>> Start DATA ENTRIES

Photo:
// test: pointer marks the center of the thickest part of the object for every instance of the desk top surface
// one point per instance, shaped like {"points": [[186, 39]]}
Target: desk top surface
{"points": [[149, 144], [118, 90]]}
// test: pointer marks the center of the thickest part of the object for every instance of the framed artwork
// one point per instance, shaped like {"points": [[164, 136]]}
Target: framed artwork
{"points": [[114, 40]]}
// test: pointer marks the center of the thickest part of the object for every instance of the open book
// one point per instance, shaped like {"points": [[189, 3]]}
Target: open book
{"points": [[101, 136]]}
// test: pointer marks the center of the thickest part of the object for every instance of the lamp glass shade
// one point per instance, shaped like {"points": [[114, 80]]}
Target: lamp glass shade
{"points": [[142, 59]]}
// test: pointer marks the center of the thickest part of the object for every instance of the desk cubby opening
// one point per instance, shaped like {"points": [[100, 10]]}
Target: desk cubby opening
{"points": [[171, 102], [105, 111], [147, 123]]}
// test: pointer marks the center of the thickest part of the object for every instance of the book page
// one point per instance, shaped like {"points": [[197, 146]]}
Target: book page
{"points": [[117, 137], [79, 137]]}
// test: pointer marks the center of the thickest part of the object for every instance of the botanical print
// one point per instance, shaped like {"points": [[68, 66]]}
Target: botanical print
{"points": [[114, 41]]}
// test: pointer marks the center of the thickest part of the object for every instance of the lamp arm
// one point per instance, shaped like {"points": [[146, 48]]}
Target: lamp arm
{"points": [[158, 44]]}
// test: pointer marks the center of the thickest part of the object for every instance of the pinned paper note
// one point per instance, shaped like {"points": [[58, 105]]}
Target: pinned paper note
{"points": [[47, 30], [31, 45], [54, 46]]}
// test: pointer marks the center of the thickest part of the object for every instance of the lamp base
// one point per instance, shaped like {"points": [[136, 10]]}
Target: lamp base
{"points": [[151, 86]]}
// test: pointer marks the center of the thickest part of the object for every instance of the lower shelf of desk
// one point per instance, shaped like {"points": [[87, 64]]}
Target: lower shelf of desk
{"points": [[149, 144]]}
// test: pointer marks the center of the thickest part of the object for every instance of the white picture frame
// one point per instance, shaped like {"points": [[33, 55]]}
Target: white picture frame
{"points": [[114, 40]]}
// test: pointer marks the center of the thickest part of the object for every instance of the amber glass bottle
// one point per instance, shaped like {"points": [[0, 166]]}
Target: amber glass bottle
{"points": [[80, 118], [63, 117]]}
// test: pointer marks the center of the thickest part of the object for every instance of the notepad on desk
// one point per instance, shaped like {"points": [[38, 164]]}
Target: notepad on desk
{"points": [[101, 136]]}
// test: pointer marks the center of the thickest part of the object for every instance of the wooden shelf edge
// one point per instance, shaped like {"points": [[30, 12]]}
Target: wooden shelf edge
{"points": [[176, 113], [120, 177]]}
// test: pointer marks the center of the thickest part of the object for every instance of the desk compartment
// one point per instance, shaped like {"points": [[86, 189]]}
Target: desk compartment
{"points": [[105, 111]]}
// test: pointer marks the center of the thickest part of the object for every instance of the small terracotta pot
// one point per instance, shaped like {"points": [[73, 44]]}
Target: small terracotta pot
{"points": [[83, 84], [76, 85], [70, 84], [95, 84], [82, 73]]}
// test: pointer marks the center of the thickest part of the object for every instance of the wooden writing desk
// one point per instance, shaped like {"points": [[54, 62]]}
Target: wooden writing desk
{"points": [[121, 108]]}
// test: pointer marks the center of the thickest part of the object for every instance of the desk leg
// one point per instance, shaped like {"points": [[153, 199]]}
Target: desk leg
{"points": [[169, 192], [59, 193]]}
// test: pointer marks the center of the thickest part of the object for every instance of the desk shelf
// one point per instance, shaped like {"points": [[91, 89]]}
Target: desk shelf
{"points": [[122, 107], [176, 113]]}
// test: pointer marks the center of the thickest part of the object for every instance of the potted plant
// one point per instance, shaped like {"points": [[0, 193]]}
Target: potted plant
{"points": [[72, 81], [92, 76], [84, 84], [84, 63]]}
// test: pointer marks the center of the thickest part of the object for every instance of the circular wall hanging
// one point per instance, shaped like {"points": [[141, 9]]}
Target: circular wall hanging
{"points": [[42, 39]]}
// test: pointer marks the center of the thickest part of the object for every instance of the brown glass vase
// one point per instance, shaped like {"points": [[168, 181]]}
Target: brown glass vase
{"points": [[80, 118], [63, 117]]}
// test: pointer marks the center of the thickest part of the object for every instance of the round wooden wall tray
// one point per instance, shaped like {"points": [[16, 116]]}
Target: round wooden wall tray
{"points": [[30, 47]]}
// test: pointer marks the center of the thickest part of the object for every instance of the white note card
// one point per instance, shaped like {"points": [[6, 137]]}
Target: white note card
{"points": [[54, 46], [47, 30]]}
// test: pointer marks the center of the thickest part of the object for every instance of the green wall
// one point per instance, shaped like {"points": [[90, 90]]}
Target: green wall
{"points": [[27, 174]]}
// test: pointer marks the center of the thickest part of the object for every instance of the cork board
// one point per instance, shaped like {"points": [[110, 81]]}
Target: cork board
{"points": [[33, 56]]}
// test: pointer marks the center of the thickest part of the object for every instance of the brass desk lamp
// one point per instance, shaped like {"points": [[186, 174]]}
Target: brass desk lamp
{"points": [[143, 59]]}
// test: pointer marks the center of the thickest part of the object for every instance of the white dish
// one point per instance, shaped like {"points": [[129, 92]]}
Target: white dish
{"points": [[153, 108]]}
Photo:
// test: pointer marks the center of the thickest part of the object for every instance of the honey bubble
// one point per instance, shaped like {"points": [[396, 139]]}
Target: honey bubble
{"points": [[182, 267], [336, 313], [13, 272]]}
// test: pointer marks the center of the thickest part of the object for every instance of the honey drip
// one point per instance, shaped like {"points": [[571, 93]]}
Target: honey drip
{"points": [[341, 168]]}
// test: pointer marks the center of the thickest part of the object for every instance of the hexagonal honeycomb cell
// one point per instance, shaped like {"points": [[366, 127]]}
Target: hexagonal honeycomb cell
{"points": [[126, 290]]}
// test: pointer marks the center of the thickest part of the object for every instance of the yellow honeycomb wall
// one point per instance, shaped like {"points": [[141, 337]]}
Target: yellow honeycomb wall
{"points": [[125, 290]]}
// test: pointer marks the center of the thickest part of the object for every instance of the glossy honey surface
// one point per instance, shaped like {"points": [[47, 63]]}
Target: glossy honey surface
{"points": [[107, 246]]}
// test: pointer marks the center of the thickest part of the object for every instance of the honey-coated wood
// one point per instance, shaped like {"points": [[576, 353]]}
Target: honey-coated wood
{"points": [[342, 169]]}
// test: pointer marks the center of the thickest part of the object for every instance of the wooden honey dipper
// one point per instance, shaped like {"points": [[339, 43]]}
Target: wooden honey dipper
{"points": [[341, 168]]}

>> End DATA ENTRIES

Could you output every line of the data above as a JSON list of strings, one string per line, omitting any blank lines?

[
  "Photo:",
  "// test: pointer marks the center of the thickest part of the object for every instance of the desk top surface",
  "// one point per instance, shaped like {\"points\": [[186, 39]]}",
  "Target: desk top surface",
  "{\"points\": [[149, 144], [118, 90]]}",
  "// test: pointer marks the center of the thickest part of the object for every instance of the framed artwork",
  "// one point per instance, shaped like {\"points\": [[164, 136]]}",
  "Target: framed artwork",
  "{\"points\": [[114, 40]]}",
  "// test: pointer marks the center of the thickest part of the object for every instance of the open book",
  "// one point per instance, shaped like {\"points\": [[189, 3]]}",
  "Target: open book",
  "{\"points\": [[101, 136]]}",
  "// test: pointer marks the center of the thickest part of the object for every instance of the lamp glass shade",
  "// one point per instance, shaped like {\"points\": [[114, 80]]}",
  "Target: lamp glass shade",
  "{\"points\": [[142, 59]]}",
  "// test: pointer marks the center of the thickest part of the object for every instance of the desk cubby opening",
  "// one point per instance, shaped like {\"points\": [[100, 10]]}",
  "Target: desk cubby opening",
  "{\"points\": [[171, 102], [105, 111], [147, 123]]}",
  "// test: pointer marks the center of the thickest part of the object for every instance of the book page",
  "// one point per instance, shaped like {\"points\": [[197, 146]]}",
  "Target: book page",
  "{\"points\": [[117, 137], [79, 137]]}",
  "// test: pointer marks the center of the thickest part of the object for every instance of the botanical print",
  "// one point per instance, shaped like {\"points\": [[68, 66]]}",
  "Target: botanical print",
  "{\"points\": [[114, 41]]}",
  "// test: pointer marks the center of the thickest part of the object for every instance of the lamp arm",
  "// one point per instance, shaped like {\"points\": [[146, 48]]}",
  "Target: lamp arm",
  "{\"points\": [[158, 44]]}",
  "// test: pointer marks the center of the thickest part of the object for every instance of the pinned paper note",
  "// one point per instance, shaped like {\"points\": [[58, 105]]}",
  "Target: pinned paper note",
  "{\"points\": [[47, 30], [31, 45], [54, 46]]}",
  "// test: pointer marks the center of the thickest part of the object for every instance of the lamp base",
  "// one point per instance, shaped like {\"points\": [[136, 10]]}",
  "Target: lamp base",
  "{\"points\": [[151, 86]]}",
  "// test: pointer marks the center of the thickest part of the object for every instance of the lower shelf of desk",
  "// one point per instance, shaped like {\"points\": [[87, 64]]}",
  "Target: lower shelf of desk",
  "{\"points\": [[149, 144]]}",
  "// test: pointer marks the center of the thickest part of the object for every instance of the white picture frame",
  "// one point per instance, shaped like {\"points\": [[33, 55]]}",
  "Target: white picture frame",
  "{\"points\": [[114, 40]]}",
  "// test: pointer marks the center of the thickest part of the object for every instance of the amber glass bottle",
  "// one point per instance, shaped like {\"points\": [[0, 166]]}",
  "Target: amber glass bottle",
  "{\"points\": [[80, 118], [63, 117]]}",
  "// test: pointer marks the center of the thickest part of the object for every instance of the notepad on desk",
  "// one point per instance, shaped like {\"points\": [[38, 164]]}",
  "Target: notepad on desk",
  "{\"points\": [[101, 136]]}",
  "// test: pointer marks the center of the thickest part of the object for every instance of the wooden shelf edge",
  "// one point per instance, shaped like {\"points\": [[30, 12]]}",
  "Target: wooden shelf edge",
  "{\"points\": [[176, 113], [120, 177]]}",
  "// test: pointer marks the center of the thickest part of the object for every instance of the desk compartment",
  "// one point per instance, shaped like {\"points\": [[86, 189]]}",
  "Target: desk compartment",
  "{\"points\": [[105, 111]]}",
  "// test: pointer marks the center of the thickest part of the object for every instance of the small terracotta pot",
  "// one point per instance, shaped like {\"points\": [[73, 44]]}",
  "Target: small terracotta pot",
  "{\"points\": [[83, 84], [76, 85], [70, 84], [95, 84], [82, 73]]}",
  "// test: pointer marks the center of the thickest part of the object for every instance of the wooden writing desk",
  "// one point per instance, shaped like {\"points\": [[54, 62]]}",
  "Target: wooden writing desk",
  "{\"points\": [[121, 108]]}",
  "// test: pointer marks the center of the thickest part of the object for every instance of the desk leg",
  "// one point per instance, shaped like {\"points\": [[153, 199]]}",
  "Target: desk leg",
  "{\"points\": [[169, 192], [59, 193]]}",
  "// test: pointer marks the center of the thickest part of the object for every instance of the desk shelf",
  "// one point per instance, shaped like {\"points\": [[91, 89]]}",
  "Target: desk shelf",
  "{\"points\": [[122, 107], [176, 113]]}",
  "// test: pointer marks the center of the thickest part of the object for every instance of the potted plant",
  "// one point per instance, shaped like {\"points\": [[0, 193]]}",
  "Target: potted plant",
  "{\"points\": [[72, 81], [92, 76], [84, 84], [84, 63]]}",
  "// test: pointer marks the center of the thickest part of the object for every instance of the circular wall hanging",
  "// one point per instance, shaped like {\"points\": [[141, 9]]}",
  "Target: circular wall hanging",
  "{\"points\": [[42, 39]]}",
  "// test: pointer marks the center of the thickest part of the object for every instance of the brown glass vase",
  "// one point per instance, shaped like {\"points\": [[168, 181]]}",
  "Target: brown glass vase",
  "{\"points\": [[80, 118], [63, 117]]}",
  "// test: pointer marks the center of the thickest part of the object for every instance of the round wooden wall tray",
  "// one point per instance, shaped like {\"points\": [[16, 116]]}",
  "Target: round wooden wall tray",
  "{\"points\": [[30, 47]]}",
  "// test: pointer marks the center of the thickest part of the object for every instance of the white note card",
  "// one point per instance, shaped like {\"points\": [[6, 137]]}",
  "Target: white note card",
  "{\"points\": [[54, 46], [47, 30]]}",
  "// test: pointer marks the center of the thickest part of the object for every instance of the green wall",
  "// one point per instance, shaped like {\"points\": [[90, 90]]}",
  "Target: green wall",
  "{\"points\": [[27, 174]]}",
  "// test: pointer marks the center of the thickest part of the object for every instance of the cork board",
  "// one point per instance, shaped like {\"points\": [[110, 81]]}",
  "Target: cork board",
  "{\"points\": [[33, 56]]}",
  "// test: pointer marks the center of the thickest part of the object for every instance of the brass desk lamp",
  "// one point per instance, shaped like {\"points\": [[186, 174]]}",
  "Target: brass desk lamp",
  "{\"points\": [[143, 59]]}",
  "// test: pointer marks the center of the thickest part of the object for every instance of the white dish",
  "// one point per instance, shaped like {\"points\": [[129, 92]]}",
  "Target: white dish",
  "{\"points\": [[153, 108]]}",
  "Photo:",
  "// test: pointer marks the center of the thickest part of the object for every instance of the honey bubble",
  "// one point per instance, shaped like {\"points\": [[396, 139]]}",
  "Target: honey bubble",
  "{\"points\": [[182, 267], [336, 313], [13, 272]]}",
  "// test: pointer marks the center of the thickest part of the object for every instance of the honey drip",
  "// one point per instance, shaped like {\"points\": [[571, 93]]}",
  "Target: honey drip",
  "{\"points\": [[341, 168]]}",
  "// test: pointer marks the center of the thickest part of the object for every instance of the hexagonal honeycomb cell",
  "// one point per instance, shaped like {\"points\": [[366, 127]]}",
  "Target: hexagonal honeycomb cell",
  "{\"points\": [[126, 290]]}",
  "// test: pointer marks the center of the thickest part of the object for every instance of the yellow honeycomb wall",
  "// one point per instance, shaped like {\"points\": [[141, 337]]}",
  "Target: yellow honeycomb wall",
  "{\"points\": [[125, 290]]}",
  "// test: pointer marks the center of the thickest part of the object for every instance of the glossy honey surface",
  "// one point per instance, shaped like {\"points\": [[47, 63]]}",
  "Target: glossy honey surface",
  "{\"points\": [[107, 246]]}",
  "// test: pointer marks the center of the thickest part of the object for every instance of the honey-coated wood",
  "// one point per instance, shaped like {\"points\": [[576, 353]]}",
  "Target: honey-coated wood",
  "{\"points\": [[342, 169]]}",
  "// test: pointer marks the center of the thickest part of the object for every instance of the wooden honey dipper",
  "// one point per instance, shaped like {\"points\": [[339, 43]]}",
  "Target: wooden honey dipper",
  "{\"points\": [[341, 168]]}"
]